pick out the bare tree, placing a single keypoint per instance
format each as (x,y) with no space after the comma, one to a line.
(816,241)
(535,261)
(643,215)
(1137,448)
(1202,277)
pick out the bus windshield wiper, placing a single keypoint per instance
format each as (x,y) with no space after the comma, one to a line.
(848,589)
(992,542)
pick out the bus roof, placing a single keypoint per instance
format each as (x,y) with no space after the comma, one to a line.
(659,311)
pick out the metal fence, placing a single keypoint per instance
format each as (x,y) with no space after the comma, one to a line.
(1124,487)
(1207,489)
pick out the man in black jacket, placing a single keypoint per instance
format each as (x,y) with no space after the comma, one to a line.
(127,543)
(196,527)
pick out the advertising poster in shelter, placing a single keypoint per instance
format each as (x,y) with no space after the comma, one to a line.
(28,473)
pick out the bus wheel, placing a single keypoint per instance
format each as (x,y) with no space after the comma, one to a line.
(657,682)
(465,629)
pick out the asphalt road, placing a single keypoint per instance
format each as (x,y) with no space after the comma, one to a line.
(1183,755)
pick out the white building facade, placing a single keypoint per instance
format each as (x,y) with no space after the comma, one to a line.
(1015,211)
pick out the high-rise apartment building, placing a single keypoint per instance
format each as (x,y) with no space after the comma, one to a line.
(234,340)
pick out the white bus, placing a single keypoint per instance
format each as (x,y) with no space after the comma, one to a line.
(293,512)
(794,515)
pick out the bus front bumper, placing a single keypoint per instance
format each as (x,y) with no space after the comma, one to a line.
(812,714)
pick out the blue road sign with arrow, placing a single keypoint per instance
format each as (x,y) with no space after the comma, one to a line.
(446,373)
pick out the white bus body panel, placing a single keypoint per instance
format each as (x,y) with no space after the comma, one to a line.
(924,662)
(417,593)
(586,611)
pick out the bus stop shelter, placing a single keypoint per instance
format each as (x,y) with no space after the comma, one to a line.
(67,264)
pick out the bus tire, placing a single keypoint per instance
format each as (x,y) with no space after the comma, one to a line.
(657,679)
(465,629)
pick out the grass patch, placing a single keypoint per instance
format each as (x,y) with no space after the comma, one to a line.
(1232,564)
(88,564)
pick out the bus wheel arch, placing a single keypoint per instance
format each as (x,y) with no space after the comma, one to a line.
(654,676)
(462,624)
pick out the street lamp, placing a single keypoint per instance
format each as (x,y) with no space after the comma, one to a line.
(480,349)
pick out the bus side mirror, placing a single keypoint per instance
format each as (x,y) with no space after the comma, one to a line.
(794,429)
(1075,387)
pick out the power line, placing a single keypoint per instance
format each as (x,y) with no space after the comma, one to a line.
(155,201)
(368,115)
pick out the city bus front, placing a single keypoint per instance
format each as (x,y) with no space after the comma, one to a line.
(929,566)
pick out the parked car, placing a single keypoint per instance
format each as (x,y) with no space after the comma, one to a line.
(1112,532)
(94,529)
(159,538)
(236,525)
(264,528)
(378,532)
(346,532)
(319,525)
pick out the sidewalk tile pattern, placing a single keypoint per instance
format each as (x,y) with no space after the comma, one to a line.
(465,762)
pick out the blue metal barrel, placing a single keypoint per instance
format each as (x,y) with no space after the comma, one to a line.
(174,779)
________
Copy out every line of the data above, exactly as given.

__TASK RESPONSE__.
pick out the bare tree, placing a single keypoint per instance
format each as (x,y) with no space after the comma, one to a line.
(816,241)
(535,261)
(643,215)
(1137,448)
(1202,277)
pick out the bus windshield wiper, placing a single keypoint per instance
format each as (x,y) with no space after the comma, one to a line.
(848,589)
(992,542)
pick out the bus roof, placing a single keypoint per instance
format each as (x,y) with no space after the comma, one to a line.
(659,311)
pick out the metal fence, placing a single keypoint per instance
format each as (x,y) with no space after the comma, one to a line.
(1124,487)
(1207,489)
pick out the man in black jacket, placing a single keypoint per instance
format each as (x,y) with no space after the comma, one to a line.
(127,543)
(196,527)
pick out the advertising poster in shelter, placing a single keypoint per instance
format each as (x,y) with no space after the comma, one to a line.
(28,473)
pick out the bus wheel, placing a single keypoint per instance
format each as (x,y) with no space after the comma, one to a line.
(657,682)
(465,629)
pick out the asphalt road, placing a single keypoint per instance
format each as (x,y) with no space after the comma, one to a line.
(1183,755)
pick out the white building facade, placing a single keypoint per instance
format each as (x,y) with no space after the comma, one to a line.
(1015,211)
pick out the high-rise apartment building, placing a single keypoint per instance
format each as (x,y) with no space after the comma, one to a line.
(234,340)
pick out the white bus, placing a single keypoint per instance
format each as (x,y) with no space after the comma, one to a line.
(293,512)
(794,515)
pick out the bus front bumper, placing a single keypoint per instance
format each as (x,y) with no space after the comma, one to a line.
(812,714)
pick out the blue road sign with arrow, placing a single keypoint per instance
format each as (x,y) with no space after the comma, one to a line.
(446,373)
pick out the white bus body panel, placing a single keypoint per instance
format each as (x,y) with no space after the comma, one to a line.
(924,662)
(417,593)
(586,611)
pick out the bus stop shelter, placing a single keypoint per instance
format each as (x,y) with no space after the comma, one to a line.
(67,264)
pick out the bus tire, placing a single keypoint per instance
format each as (x,y) with no space after the comma, one to a line.
(657,679)
(465,629)
pick out the grass patch, placing a single keypoint per instance
format each as (x,y) with no space after the comma, one to a line.
(1232,564)
(88,564)
pick out the bus wheel arch, placing a single keypoint per instance
format each as (x,y) with no space after the comma, one to a line.
(654,676)
(462,624)
pick out the street lamp, placing a single keypoint per instance
format each as (x,y) with no space after the comma, one to a line.
(480,349)
pick out the bus side mirror, placing a single keypoint per instance
format each as (x,y) with no space after the comma, one to a line.
(794,429)
(1075,387)
pick out the power line, placing a single keypoint per instance
format each as (x,y) with no space after the comma, one to a line.
(155,201)
(368,115)
pick out the city bus front, placing a single keypoint per instance
format each as (x,y) with no space after the comma, one to a line.
(929,566)
pick out the parked car, placing a single keypoint per instance
format each as (x,y) with no space after the comma, one to a line.
(1112,532)
(94,529)
(159,538)
(236,525)
(264,528)
(378,532)
(346,532)
(319,525)
pick out the sidewalk tile pattern, placing a single keypoint per instance
format each as (x,y) with no space after the comma, one to a line.
(465,762)
pick out the blue metal barrel, placing a single keypoint per instance
format each as (x,y) with no space after the comma, one to a line.
(174,779)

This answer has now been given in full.